- _Task_:
What lines of the data below hold "jacket"? Show them.

====

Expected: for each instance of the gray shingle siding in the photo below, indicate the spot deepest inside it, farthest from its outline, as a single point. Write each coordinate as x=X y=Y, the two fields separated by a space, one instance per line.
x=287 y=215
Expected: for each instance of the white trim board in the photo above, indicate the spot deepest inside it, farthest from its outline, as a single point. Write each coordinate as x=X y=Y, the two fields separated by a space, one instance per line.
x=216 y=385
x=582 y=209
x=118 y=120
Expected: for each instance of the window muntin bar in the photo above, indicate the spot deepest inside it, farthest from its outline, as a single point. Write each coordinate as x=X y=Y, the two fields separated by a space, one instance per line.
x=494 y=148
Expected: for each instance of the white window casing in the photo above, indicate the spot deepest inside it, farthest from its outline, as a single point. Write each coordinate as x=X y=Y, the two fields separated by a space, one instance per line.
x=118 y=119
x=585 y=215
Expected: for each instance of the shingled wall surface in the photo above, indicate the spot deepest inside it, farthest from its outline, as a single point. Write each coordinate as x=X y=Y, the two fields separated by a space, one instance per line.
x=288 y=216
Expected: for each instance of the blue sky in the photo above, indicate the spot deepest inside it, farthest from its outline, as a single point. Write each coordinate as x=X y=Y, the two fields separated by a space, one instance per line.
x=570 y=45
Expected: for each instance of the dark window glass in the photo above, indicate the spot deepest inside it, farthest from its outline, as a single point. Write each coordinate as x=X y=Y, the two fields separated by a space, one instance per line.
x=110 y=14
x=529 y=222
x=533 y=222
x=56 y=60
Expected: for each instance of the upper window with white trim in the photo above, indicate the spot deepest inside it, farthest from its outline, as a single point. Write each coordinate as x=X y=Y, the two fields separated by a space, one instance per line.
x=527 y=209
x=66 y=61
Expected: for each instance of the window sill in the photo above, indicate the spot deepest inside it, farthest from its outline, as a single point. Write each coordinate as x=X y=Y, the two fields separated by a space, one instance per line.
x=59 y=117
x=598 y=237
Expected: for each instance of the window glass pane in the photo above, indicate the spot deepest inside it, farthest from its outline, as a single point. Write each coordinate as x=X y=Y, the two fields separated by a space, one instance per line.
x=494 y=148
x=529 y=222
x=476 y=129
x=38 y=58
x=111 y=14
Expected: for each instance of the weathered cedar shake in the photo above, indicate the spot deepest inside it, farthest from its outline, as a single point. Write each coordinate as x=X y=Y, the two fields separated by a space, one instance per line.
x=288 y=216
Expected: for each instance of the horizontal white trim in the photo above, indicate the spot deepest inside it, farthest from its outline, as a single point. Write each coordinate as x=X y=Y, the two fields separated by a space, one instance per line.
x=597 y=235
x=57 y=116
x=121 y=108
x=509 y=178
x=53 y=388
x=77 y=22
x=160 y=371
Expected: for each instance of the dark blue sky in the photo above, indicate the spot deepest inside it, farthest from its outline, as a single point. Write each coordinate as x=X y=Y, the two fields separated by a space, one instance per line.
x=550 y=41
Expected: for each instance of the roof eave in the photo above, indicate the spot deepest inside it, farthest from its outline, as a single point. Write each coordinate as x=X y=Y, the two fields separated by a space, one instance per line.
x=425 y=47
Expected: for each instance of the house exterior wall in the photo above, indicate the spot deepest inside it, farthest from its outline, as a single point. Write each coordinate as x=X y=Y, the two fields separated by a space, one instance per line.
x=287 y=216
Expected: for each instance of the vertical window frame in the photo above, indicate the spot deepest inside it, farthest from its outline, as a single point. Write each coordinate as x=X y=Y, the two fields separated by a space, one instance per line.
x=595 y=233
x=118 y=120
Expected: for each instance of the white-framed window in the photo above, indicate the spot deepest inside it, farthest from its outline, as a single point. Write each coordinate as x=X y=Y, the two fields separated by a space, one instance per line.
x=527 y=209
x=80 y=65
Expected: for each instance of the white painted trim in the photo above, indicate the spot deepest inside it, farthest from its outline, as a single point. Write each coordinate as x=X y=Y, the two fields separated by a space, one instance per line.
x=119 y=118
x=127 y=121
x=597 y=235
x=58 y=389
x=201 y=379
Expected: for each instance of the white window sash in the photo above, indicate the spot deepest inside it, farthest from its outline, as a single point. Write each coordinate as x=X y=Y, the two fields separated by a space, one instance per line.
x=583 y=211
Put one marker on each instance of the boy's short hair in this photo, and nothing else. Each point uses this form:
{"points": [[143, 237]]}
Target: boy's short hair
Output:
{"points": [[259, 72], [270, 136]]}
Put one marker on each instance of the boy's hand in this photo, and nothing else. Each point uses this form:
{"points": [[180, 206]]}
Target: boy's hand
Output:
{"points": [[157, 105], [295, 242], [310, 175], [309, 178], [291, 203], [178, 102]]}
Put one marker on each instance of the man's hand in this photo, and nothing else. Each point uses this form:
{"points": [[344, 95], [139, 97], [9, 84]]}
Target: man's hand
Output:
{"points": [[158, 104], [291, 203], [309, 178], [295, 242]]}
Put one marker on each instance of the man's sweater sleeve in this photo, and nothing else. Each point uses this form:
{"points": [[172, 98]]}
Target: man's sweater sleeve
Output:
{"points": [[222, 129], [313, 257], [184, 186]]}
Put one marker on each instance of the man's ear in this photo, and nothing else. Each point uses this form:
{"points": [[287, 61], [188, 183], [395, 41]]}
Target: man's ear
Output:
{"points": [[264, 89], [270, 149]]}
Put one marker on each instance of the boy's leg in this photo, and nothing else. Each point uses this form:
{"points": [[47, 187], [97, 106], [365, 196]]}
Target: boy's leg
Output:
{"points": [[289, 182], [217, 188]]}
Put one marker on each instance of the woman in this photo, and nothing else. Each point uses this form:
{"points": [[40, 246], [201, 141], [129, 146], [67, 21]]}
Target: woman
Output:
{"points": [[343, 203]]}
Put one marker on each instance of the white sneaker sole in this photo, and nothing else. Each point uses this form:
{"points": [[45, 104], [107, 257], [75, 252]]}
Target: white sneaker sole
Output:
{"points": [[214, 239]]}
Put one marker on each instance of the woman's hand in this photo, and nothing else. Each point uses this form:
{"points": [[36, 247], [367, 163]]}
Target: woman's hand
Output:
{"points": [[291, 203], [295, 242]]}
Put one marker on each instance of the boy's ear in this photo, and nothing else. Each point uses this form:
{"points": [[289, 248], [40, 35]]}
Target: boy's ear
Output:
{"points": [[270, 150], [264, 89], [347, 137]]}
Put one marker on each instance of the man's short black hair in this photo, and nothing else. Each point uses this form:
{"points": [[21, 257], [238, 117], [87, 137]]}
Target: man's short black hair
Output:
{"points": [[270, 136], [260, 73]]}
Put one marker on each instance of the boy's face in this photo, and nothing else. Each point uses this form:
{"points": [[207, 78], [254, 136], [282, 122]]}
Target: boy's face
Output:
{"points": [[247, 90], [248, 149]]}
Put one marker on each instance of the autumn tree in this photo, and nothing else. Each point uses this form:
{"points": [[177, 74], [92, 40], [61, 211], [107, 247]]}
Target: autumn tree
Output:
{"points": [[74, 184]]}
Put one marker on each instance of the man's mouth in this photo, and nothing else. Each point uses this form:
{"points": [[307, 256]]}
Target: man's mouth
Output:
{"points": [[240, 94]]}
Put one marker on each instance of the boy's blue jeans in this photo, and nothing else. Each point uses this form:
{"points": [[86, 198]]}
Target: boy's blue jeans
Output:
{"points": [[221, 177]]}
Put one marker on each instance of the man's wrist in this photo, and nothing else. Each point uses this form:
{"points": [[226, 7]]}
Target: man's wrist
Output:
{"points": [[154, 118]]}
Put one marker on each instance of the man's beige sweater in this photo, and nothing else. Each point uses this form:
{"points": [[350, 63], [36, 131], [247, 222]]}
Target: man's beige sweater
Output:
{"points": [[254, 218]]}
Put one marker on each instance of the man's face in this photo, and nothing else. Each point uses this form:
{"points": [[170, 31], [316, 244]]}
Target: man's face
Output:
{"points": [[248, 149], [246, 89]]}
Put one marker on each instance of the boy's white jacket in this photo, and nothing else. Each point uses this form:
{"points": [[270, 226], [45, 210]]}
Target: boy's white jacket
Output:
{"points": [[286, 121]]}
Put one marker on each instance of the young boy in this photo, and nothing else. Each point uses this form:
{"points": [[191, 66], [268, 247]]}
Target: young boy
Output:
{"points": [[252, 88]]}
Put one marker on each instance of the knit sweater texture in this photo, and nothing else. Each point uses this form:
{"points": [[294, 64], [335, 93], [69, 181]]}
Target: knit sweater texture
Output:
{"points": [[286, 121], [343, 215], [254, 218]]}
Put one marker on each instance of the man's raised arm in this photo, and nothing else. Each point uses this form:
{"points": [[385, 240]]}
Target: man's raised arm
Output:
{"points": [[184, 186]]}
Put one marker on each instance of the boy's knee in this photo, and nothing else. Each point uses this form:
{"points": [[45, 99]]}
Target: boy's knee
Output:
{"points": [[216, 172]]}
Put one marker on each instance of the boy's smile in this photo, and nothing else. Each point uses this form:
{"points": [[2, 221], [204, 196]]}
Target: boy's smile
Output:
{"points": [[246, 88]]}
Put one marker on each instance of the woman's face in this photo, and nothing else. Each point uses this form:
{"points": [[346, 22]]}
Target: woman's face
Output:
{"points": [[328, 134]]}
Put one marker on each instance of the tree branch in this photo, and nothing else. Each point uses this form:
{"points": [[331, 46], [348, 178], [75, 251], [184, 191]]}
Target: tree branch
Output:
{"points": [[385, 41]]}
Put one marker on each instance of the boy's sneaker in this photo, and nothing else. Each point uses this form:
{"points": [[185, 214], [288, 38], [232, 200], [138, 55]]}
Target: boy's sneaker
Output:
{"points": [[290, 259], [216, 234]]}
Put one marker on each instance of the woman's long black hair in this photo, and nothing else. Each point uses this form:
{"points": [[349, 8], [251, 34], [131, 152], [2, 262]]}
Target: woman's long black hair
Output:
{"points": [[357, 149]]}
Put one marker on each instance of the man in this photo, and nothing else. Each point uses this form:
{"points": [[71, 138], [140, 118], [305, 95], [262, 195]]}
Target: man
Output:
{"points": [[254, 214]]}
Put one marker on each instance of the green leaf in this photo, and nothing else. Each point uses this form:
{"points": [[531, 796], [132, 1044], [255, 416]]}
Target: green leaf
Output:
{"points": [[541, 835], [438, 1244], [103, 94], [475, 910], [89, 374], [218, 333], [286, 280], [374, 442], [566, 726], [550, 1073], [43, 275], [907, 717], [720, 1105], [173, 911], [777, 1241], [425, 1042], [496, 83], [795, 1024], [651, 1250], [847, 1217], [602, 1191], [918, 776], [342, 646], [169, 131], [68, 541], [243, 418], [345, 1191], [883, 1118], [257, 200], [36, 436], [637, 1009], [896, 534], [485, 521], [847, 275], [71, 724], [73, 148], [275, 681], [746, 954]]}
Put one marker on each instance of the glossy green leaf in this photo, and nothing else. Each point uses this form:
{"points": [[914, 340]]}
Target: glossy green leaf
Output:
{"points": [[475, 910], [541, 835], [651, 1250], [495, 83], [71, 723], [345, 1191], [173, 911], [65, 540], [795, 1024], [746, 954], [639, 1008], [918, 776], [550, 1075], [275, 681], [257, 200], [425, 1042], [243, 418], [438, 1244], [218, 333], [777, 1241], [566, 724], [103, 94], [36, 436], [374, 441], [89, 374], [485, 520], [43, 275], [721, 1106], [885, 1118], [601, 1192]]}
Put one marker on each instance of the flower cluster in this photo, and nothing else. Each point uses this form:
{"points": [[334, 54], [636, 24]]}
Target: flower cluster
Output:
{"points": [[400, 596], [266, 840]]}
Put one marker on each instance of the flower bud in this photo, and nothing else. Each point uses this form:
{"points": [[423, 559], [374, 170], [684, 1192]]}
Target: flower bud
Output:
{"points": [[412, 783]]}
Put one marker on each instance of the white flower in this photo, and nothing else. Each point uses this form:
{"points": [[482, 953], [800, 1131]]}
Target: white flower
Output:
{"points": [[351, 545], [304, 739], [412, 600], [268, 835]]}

====

- _Response_:
Put one marker on each instance of the boy's white jacket in this photo, and nothing else. Each point uses this form:
Target: boy's white jacket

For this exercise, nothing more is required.